操作要求: 修改下面的全部记录，把每一处“Mark”换成“Locate”，其余内容一字不动，输出改后的完整文本，不要包含图片。

数据记录:
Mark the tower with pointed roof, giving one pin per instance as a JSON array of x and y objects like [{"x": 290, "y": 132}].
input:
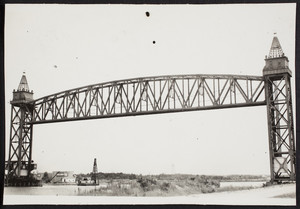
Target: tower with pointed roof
[
  {"x": 280, "y": 114},
  {"x": 20, "y": 164},
  {"x": 22, "y": 94}
]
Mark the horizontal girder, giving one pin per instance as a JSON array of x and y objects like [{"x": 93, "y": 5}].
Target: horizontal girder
[{"x": 150, "y": 95}]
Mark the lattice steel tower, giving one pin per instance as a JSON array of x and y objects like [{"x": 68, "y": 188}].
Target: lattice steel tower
[
  {"x": 20, "y": 164},
  {"x": 280, "y": 114}
]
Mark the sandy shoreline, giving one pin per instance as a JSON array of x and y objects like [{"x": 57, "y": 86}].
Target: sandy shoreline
[{"x": 260, "y": 196}]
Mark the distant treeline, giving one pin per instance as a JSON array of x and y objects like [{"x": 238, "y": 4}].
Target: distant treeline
[{"x": 174, "y": 177}]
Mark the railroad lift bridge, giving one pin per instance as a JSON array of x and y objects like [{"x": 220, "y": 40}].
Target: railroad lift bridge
[{"x": 161, "y": 94}]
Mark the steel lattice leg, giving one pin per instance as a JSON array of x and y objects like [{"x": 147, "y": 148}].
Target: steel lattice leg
[
  {"x": 19, "y": 161},
  {"x": 280, "y": 127}
]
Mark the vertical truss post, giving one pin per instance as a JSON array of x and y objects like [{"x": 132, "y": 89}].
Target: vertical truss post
[
  {"x": 19, "y": 164},
  {"x": 280, "y": 115}
]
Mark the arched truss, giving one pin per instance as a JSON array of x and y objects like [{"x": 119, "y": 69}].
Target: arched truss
[{"x": 150, "y": 95}]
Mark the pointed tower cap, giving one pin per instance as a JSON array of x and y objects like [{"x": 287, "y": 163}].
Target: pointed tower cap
[
  {"x": 23, "y": 86},
  {"x": 276, "y": 50}
]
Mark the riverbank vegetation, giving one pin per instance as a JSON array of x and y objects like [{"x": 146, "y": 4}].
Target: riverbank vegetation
[{"x": 119, "y": 184}]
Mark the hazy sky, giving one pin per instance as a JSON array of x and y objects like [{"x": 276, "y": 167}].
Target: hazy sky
[{"x": 68, "y": 46}]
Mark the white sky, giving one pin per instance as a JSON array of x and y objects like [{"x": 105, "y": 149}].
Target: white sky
[{"x": 97, "y": 43}]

完整解答:
Locate the tower with pointed roof, giving one pin per instance as a JSON array of x and y objects like [{"x": 290, "y": 132}].
input:
Target: tower with pointed roof
[
  {"x": 280, "y": 114},
  {"x": 20, "y": 164},
  {"x": 22, "y": 94}
]
Locate the horizontal girder, giving one pin per instance as a JSON array of x and y objects like [{"x": 93, "y": 5}].
Target: horizontal girder
[{"x": 150, "y": 95}]
Locate the lattice steel tower, giving one pin per instance as a JSON array of x and y objects like [{"x": 68, "y": 188}].
Target: lattice steel tower
[
  {"x": 20, "y": 164},
  {"x": 280, "y": 114}
]
Locate the sandy shoreline, giving one pin per instance as a JSON array of x and y objects like [{"x": 57, "y": 86}].
Target: sandy shoreline
[{"x": 260, "y": 196}]
Locate the distant treeline, giving one pin per instance as a JSON array of x and y objects like [{"x": 238, "y": 4}].
Target: distant treeline
[{"x": 174, "y": 177}]
Locate the railroad lift bridge, giving one pin per instance as a JSON array of x and y objects like [{"x": 220, "y": 40}].
Target: railroad lift bridge
[{"x": 161, "y": 94}]
Locate the steel lattice leg, giving one pin per instance as a JSON array of x and y objects like [{"x": 147, "y": 148}].
Target: steel lattice leg
[
  {"x": 19, "y": 161},
  {"x": 280, "y": 127}
]
Locate the vertical truss post, giving one pin per instance as a JSON array of x and y objects like [{"x": 132, "y": 89}].
Target: vertical truss post
[
  {"x": 19, "y": 164},
  {"x": 280, "y": 115}
]
Locate the arched truss, giving one pin per instance as a JSON array of x and y objects like [{"x": 119, "y": 69}].
Target: arched truss
[{"x": 150, "y": 95}]
Locate the pointed tower cap, giving one pin per instance as a JSON array of x and y objects like [{"x": 287, "y": 163}].
Target: pointed tower cap
[
  {"x": 23, "y": 86},
  {"x": 276, "y": 50}
]
Locate the riverbank vegetation, giving one pin per instance as a JSON array of x and y objects like [{"x": 146, "y": 4}].
Target: riverbank vegetation
[{"x": 119, "y": 184}]
Locate the hazy sky, giving one pin per instance as a JSON array of x and y objects like [{"x": 276, "y": 167}].
Target: hazy sky
[{"x": 68, "y": 46}]
Locate the white sky, giving one pin per instance as a JSON array of x and y objects like [{"x": 105, "y": 149}].
Target: white sky
[{"x": 97, "y": 43}]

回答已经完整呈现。